# What you are asked to do:
Within the data that follows, set down exactly the lines from the one containing "Target: dark flat screen monitor" through the one containing "Locate the window sill;", both ends included.

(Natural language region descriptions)
====================

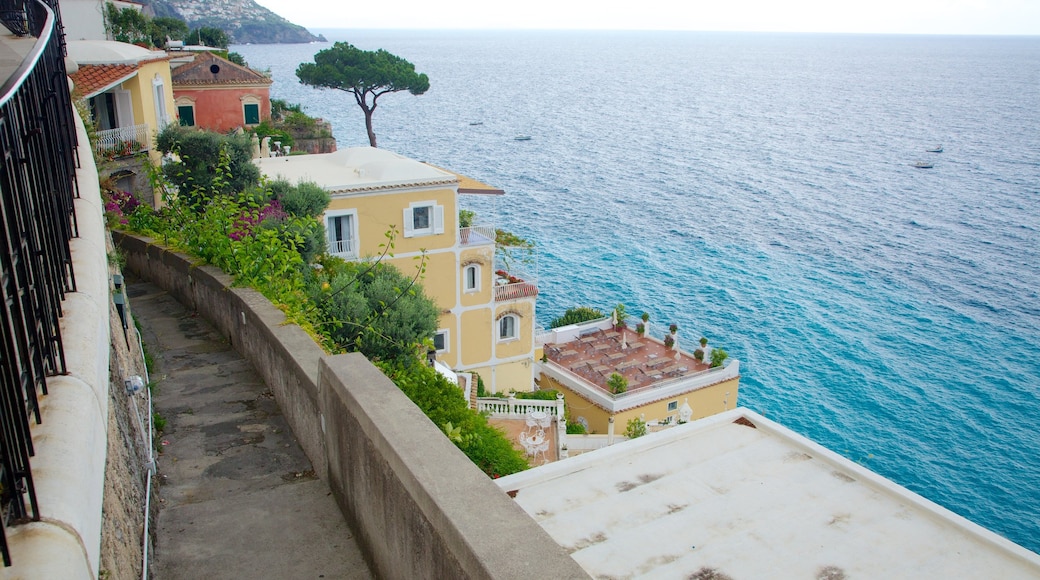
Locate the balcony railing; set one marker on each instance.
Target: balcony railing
(343, 248)
(476, 235)
(37, 166)
(123, 141)
(514, 291)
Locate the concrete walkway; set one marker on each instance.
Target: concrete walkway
(238, 497)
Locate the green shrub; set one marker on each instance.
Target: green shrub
(617, 384)
(443, 403)
(635, 427)
(201, 153)
(719, 357)
(304, 200)
(576, 315)
(372, 309)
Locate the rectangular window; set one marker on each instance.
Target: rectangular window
(423, 218)
(441, 341)
(186, 112)
(472, 278)
(508, 327)
(342, 235)
(158, 93)
(252, 113)
(420, 217)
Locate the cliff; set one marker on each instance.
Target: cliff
(244, 21)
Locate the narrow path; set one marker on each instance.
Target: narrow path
(238, 497)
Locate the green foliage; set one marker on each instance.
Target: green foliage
(575, 428)
(443, 403)
(620, 311)
(196, 174)
(617, 384)
(576, 315)
(719, 357)
(127, 25)
(367, 75)
(165, 27)
(635, 427)
(305, 199)
(373, 309)
(158, 421)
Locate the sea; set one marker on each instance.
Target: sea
(758, 189)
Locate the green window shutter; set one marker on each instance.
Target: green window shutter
(252, 114)
(186, 112)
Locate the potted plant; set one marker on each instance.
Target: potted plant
(617, 384)
(465, 221)
(719, 357)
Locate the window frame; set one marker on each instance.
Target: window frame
(249, 101)
(515, 318)
(436, 219)
(355, 238)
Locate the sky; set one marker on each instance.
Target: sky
(901, 17)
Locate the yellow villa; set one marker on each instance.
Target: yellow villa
(665, 386)
(487, 322)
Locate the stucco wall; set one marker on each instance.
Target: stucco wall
(221, 108)
(418, 505)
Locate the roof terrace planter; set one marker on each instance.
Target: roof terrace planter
(476, 235)
(644, 394)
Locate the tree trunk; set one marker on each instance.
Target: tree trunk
(368, 127)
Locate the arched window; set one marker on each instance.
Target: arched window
(471, 278)
(509, 327)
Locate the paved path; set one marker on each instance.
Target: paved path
(238, 497)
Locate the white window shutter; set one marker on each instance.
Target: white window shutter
(438, 219)
(408, 222)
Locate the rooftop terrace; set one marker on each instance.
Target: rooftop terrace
(583, 357)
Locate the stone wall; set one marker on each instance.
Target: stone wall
(417, 504)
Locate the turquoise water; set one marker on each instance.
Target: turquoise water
(757, 189)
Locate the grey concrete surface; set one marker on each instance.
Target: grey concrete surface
(238, 497)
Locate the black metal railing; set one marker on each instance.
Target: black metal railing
(37, 164)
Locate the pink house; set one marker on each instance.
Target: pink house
(212, 93)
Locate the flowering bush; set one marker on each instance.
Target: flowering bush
(249, 219)
(119, 205)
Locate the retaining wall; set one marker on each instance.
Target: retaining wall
(418, 505)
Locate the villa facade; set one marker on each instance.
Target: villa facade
(218, 95)
(664, 386)
(487, 320)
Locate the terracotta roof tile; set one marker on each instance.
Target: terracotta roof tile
(91, 79)
(200, 72)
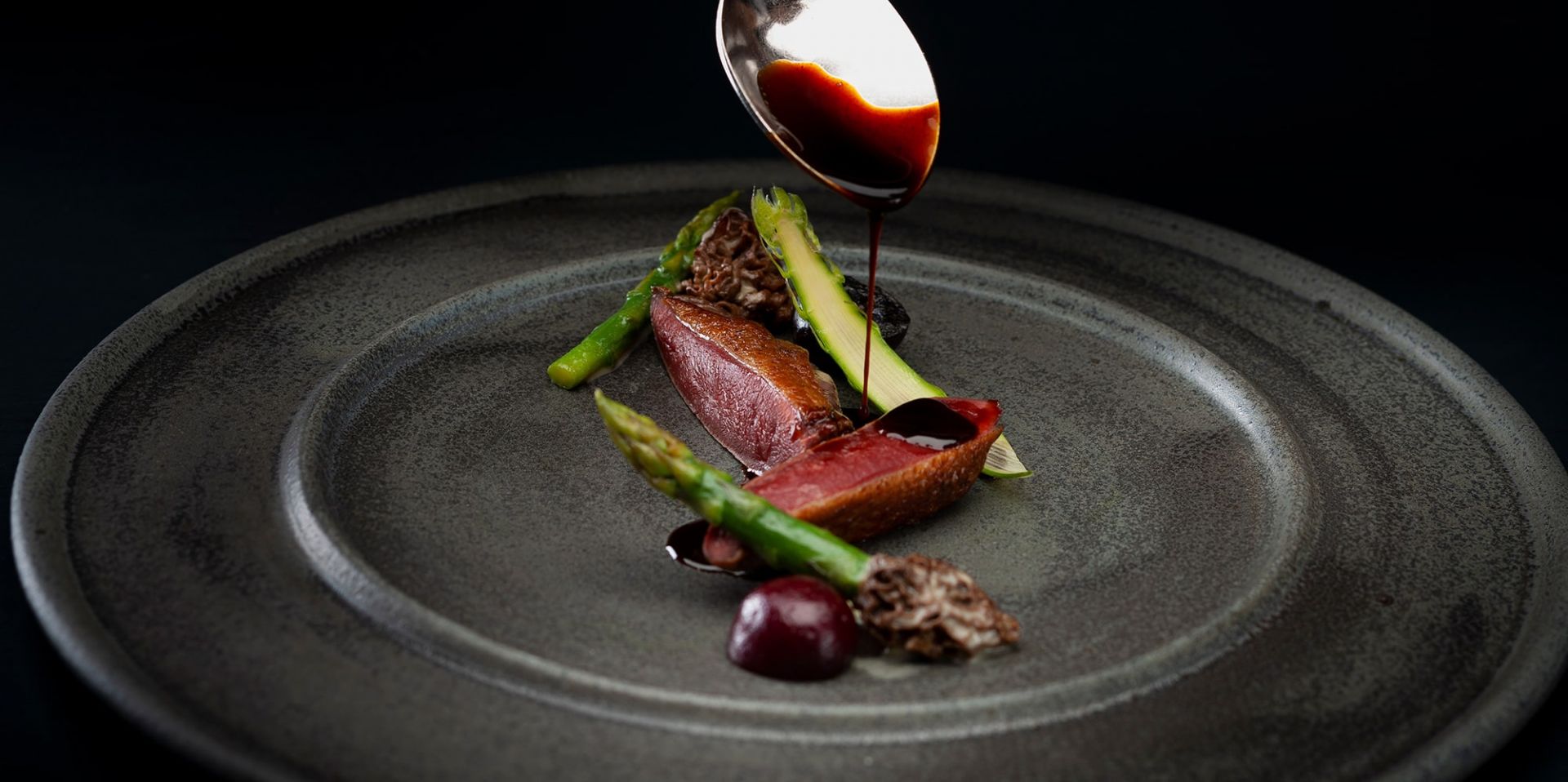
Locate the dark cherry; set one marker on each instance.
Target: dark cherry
(794, 627)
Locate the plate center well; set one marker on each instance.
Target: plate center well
(449, 491)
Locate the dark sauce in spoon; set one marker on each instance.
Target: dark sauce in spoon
(927, 424)
(686, 547)
(877, 157)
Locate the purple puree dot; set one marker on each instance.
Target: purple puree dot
(794, 627)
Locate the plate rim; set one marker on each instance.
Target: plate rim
(41, 550)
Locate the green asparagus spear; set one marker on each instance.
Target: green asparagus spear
(913, 602)
(606, 345)
(840, 325)
(782, 540)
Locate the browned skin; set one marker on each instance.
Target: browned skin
(758, 395)
(874, 507)
(930, 608)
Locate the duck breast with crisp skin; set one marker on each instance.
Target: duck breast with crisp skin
(758, 395)
(902, 468)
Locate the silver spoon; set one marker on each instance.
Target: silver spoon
(864, 42)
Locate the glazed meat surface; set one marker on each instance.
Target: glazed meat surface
(867, 483)
(758, 395)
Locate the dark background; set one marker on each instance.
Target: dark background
(1413, 149)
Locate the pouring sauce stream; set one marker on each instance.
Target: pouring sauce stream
(877, 157)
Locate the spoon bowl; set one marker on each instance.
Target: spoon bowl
(869, 56)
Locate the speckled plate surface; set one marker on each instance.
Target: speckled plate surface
(318, 513)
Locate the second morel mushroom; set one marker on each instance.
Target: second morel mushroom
(916, 604)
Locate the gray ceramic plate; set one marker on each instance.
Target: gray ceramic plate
(320, 513)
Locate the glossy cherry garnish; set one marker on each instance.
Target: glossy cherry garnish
(794, 627)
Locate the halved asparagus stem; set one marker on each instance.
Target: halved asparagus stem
(608, 344)
(838, 323)
(913, 602)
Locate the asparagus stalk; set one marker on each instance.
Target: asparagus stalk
(915, 602)
(608, 344)
(840, 325)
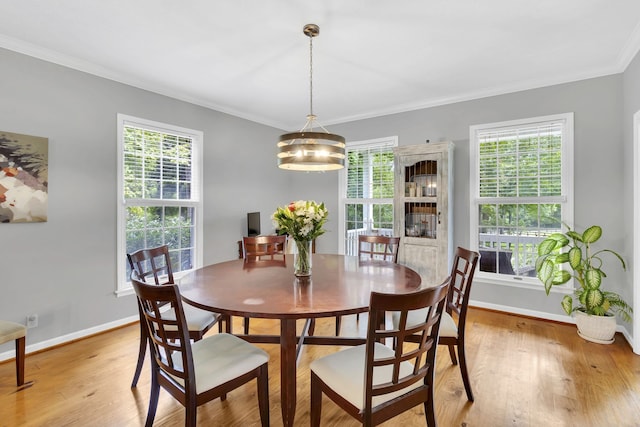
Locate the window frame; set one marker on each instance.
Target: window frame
(123, 287)
(566, 199)
(391, 142)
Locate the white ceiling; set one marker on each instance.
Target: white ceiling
(250, 58)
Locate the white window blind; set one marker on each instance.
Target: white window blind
(367, 186)
(521, 185)
(159, 193)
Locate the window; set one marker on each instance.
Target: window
(366, 192)
(521, 190)
(159, 193)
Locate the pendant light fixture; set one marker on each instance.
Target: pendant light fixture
(310, 150)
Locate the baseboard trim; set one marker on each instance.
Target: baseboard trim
(542, 315)
(64, 339)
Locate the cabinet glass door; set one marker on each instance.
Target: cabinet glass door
(421, 199)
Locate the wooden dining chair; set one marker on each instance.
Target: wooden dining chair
(200, 372)
(11, 331)
(453, 327)
(372, 382)
(262, 248)
(374, 247)
(153, 265)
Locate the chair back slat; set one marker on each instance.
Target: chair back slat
(151, 263)
(433, 300)
(172, 356)
(378, 247)
(460, 280)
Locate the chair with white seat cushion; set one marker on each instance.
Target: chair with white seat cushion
(200, 372)
(10, 331)
(452, 328)
(153, 265)
(374, 383)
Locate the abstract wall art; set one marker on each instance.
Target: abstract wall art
(24, 178)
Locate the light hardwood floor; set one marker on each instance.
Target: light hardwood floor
(524, 372)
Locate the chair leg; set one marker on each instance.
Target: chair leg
(263, 395)
(191, 412)
(316, 401)
(464, 372)
(141, 353)
(452, 353)
(20, 355)
(312, 327)
(154, 395)
(429, 410)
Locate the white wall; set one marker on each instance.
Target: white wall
(64, 269)
(599, 156)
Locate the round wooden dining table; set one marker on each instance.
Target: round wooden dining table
(339, 285)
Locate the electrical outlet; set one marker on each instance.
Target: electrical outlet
(32, 321)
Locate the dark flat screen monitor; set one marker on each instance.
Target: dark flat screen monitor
(253, 224)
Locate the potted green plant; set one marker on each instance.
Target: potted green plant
(595, 308)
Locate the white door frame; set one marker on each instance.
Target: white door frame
(636, 232)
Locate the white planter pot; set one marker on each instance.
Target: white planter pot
(599, 329)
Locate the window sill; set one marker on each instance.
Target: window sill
(519, 282)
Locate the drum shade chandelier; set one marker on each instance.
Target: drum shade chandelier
(310, 150)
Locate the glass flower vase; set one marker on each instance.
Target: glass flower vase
(302, 258)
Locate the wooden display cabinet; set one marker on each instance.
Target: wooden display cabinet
(422, 209)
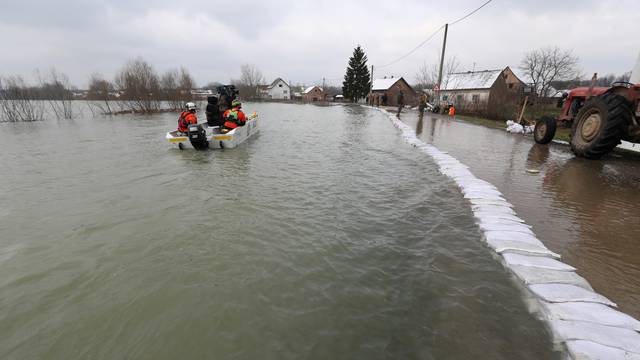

====================

# The completed task:
Target: dark flat screen monitor
(253, 224)
Locate the potted green plant; set one marker on each instance.
Target: potted green plant
(595, 308)
Locate the white door frame; set one marker on each instance.
Target: white door frame
(636, 232)
Locate the white planter pot; set one marker on each instance.
Target: white planter pot
(599, 329)
Locate the window sill; set one marker on each instance.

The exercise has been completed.